- [Extrait fourni]
* * * * *
Les rayons des librairies sont, pour l’amateur de littérature, comme les vitrines des boulangers-pâtissiers: difficile de résister à l’envie de dévorer toutes ces belles pièces les unes après les autres! En plus d’un solide appétit, une bourse bien remplie est requise dans les deux cas: à près de 40 fr./pièce, s’offrir les dernières parutions est un fort joli cadeau. Remplir sa bibliothèque coûte même une petite fortune, sans parler de la place qu’ils occupent dans l’appartement ou la maison. Mieux vaut, enfin, de bons biceps pour les lire au lit, et une valise sans fond pour les prendre en voyage. De là à se laisser tenter par le livre numérique, il n’y a qu’un pas.
Le prix de la patience
Attendre la sortie de son titre favori au format «poche» permet de résoudre la plupart de ces problèmes. Mais comment savoir si une deuxième édition à taille et à prix réduits est vraiment prévue? Sera-t-elle nettement plus avantageuse que l’originale? Et, surtout, combien de temps faut-il attendre? Pour le savoir, nous avons comparé les dates de sortie originales et «poche» de six grands succès littéraires de ces dix dernières années, puis noté la différence de prix d’un format à l’autre. Nous avons, ensuite, contacté les six éditeurs concernés pour vérifier que leur politique de réédition correspondait bien aux données que nous avons relevées.
Argent de poche
631 jours, soit 20 mois et 3 semaines: c’est le temps qu’il a fallu, en moyenne, à nos six best-sellers pour revenir dans les rayons au format «poche». Ce chiffre cache toutefois de fortes disparités: si L’incolore Tsukuru Tazaki de l’écrivain japonais Haruki Murakami n’a même pas attendu une pleine année pour le faire, les lecteurs de Harry Potter ont dû subir l’insoutenable, c’est-à-dire une attente de trois ans et onze mois avant d’avoir entre les mains la fin de l’aventure en petit format (voir tableau). Même le dernier film est sorti plus tôt dans les salles obscures! Fort heureusement, cette bonne dose de patience est récompensée par un net effort au niveau du prix, de l’ordre de 59% en moyenne. Le Voyage d’hiver d’Amélie Nothomb coûte même 65.5% de moins, soit une économie de 16.50 fr.
* * * * *
- [Données fournies]
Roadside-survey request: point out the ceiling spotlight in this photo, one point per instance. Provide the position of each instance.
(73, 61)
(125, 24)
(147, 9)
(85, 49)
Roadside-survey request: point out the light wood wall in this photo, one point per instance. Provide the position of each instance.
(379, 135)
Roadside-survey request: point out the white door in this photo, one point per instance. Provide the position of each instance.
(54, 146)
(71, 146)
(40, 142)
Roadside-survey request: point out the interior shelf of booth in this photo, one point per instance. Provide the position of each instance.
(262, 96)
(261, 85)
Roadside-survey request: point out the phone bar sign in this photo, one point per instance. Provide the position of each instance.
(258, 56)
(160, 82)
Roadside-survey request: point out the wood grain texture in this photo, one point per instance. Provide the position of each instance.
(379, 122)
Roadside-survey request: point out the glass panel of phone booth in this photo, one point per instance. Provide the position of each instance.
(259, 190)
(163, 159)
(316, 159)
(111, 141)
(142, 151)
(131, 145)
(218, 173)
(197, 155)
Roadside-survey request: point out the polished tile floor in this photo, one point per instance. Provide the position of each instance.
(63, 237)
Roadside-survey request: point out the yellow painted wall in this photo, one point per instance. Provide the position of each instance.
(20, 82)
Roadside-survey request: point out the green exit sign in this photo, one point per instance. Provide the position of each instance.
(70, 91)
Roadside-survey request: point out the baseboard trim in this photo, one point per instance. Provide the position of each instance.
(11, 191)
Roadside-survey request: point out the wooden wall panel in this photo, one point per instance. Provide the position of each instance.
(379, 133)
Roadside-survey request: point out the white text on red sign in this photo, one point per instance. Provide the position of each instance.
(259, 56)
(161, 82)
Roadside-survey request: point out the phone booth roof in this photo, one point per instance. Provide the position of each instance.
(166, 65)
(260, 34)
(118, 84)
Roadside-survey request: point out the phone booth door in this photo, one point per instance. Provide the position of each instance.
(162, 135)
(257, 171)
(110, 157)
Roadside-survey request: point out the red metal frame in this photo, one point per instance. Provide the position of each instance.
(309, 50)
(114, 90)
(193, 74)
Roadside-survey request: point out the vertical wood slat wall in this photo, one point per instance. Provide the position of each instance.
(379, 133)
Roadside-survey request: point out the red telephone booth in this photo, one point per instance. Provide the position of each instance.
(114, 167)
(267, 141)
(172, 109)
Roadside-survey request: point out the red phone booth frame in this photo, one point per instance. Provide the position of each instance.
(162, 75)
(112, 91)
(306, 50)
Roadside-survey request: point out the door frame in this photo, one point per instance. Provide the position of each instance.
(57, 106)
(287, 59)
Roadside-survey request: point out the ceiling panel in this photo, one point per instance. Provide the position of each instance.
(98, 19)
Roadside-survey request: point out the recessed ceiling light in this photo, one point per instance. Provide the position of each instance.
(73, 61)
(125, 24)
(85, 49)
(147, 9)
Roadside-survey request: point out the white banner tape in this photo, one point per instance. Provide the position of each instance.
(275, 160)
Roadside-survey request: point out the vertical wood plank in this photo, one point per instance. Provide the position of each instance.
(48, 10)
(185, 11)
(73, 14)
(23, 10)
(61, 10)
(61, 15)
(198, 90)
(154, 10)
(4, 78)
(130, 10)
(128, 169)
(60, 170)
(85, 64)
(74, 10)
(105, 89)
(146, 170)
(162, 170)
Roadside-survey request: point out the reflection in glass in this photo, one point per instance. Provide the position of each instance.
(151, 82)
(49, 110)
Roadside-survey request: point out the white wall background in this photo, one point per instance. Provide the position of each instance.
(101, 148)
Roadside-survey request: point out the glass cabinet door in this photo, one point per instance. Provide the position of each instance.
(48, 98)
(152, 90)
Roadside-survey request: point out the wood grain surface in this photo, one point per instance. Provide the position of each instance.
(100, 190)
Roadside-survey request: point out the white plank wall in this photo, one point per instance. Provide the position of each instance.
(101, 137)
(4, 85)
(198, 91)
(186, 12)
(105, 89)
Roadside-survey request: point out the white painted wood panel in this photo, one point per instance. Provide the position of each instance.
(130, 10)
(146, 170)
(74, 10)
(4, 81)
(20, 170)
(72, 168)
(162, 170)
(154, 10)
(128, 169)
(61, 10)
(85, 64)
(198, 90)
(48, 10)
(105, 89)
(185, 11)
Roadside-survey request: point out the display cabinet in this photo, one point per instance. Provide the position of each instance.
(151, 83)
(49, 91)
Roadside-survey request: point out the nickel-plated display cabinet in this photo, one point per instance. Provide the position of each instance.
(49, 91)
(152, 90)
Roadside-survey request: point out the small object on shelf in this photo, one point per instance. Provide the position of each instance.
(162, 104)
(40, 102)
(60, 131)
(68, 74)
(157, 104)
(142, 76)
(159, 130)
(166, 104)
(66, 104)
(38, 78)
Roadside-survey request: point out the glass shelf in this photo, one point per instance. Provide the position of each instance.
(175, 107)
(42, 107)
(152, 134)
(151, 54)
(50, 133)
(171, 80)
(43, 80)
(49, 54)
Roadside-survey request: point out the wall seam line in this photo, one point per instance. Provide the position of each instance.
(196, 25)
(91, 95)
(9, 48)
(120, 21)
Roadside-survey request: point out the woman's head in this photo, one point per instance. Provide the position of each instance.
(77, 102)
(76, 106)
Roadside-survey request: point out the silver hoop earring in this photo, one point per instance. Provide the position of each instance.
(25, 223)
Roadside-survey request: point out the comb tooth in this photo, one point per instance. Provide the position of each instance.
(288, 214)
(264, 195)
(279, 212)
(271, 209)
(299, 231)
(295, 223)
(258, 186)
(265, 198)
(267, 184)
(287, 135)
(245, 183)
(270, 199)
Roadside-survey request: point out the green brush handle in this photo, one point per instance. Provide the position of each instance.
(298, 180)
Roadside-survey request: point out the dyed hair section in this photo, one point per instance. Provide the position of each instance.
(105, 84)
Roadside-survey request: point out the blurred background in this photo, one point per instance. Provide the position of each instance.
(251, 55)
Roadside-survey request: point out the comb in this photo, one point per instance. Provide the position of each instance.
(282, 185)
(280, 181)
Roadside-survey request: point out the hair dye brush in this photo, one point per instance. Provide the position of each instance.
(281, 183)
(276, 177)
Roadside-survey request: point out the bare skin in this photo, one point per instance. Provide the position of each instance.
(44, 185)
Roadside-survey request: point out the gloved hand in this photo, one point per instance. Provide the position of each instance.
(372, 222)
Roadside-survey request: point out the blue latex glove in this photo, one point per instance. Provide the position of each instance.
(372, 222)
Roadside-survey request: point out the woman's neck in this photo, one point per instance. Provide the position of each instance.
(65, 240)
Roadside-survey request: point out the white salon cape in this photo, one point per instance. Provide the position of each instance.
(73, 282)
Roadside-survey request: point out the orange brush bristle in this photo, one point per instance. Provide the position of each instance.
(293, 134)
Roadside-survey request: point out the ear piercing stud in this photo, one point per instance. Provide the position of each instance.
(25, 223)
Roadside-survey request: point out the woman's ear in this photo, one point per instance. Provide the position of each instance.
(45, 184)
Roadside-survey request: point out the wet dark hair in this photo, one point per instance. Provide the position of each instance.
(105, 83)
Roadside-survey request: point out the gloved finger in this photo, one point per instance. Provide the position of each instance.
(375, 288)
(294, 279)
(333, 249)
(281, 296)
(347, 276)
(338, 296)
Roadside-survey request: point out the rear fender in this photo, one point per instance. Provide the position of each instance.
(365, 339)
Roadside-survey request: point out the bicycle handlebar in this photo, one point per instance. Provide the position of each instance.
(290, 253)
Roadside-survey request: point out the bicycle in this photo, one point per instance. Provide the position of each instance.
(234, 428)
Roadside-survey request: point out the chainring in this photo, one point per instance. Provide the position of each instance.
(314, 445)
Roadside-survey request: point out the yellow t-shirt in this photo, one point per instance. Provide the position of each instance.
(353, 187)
* * * * *
- [Exercices proposés]
(A) Recopiez le passage de l'extrait allant de « Argent de poche » jusqu'à « de 16.50 fr. » inclus.
(B) Répondez aux questions suivantes à partir de l'extrait :
(i) À combien l'extrait estime-t-il le prix d'une dernière parution ?
(ii) Combien de grands succès littéraires ont été comparés ?
(iii) Quelle est, en moyenne, la baisse de prix obtenue au format « poche » ?
Répondez en vous fondant uniquement sur l'extrait.

- [Corrigé]
(A)
Argent de poche
631 jours, soit 20 mois et 3 semaines: c’est le temps qu’il a fallu, en moyenne, à nos six best-sellers pour revenir dans les rayons au format «poche». Ce chiffre cache toutefois de fortes disparités: si L’incolore Tsukuru Tazaki de l’écrivain japonais Haruki Murakami n’a même pas attendu une pleine année pour le faire, les lecteurs de Harry Potter ont dû subir l’insoutenable, c’est-à-dire une attente de trois ans et onze mois avant d’avoir entre les mains la fin de l’aventure en petit format (voir tableau). Même le dernier film est sorti plus tôt dans les salles obscures! Fort heureusement, cette bonne dose de patience est récompensée par un net effort au niveau du prix, de l’ordre de 59% en moyenne. Le Voyage d’hiver d’Amélie Nothomb coûte même 65.5% de moins, soit une économie de 16.50 fr.

(B)
(i) Près de 40 fr. par livre.
(ii) Six grands succès littéraires.
(iii) De l'ordre de 59 %.